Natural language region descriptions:
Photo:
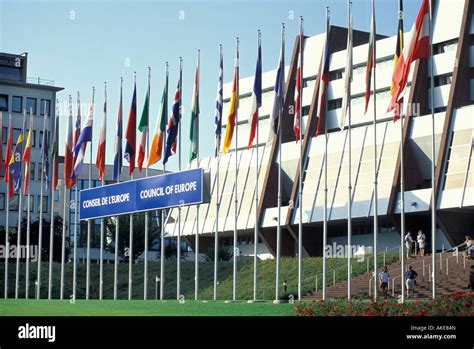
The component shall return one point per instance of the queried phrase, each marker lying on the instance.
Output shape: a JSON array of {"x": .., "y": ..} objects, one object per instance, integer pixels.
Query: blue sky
[{"x": 83, "y": 43}]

* What is required
When you copy the records above, keep every word exact and drop the pictures.

* Expected output
Photo:
The component shall return one point per instance of the queried phrase, each marker lying on the instance.
Output shape: a JSON array of {"x": .., "y": ..} objects, one object per instance, integer pixels.
Query: blue sky
[{"x": 83, "y": 43}]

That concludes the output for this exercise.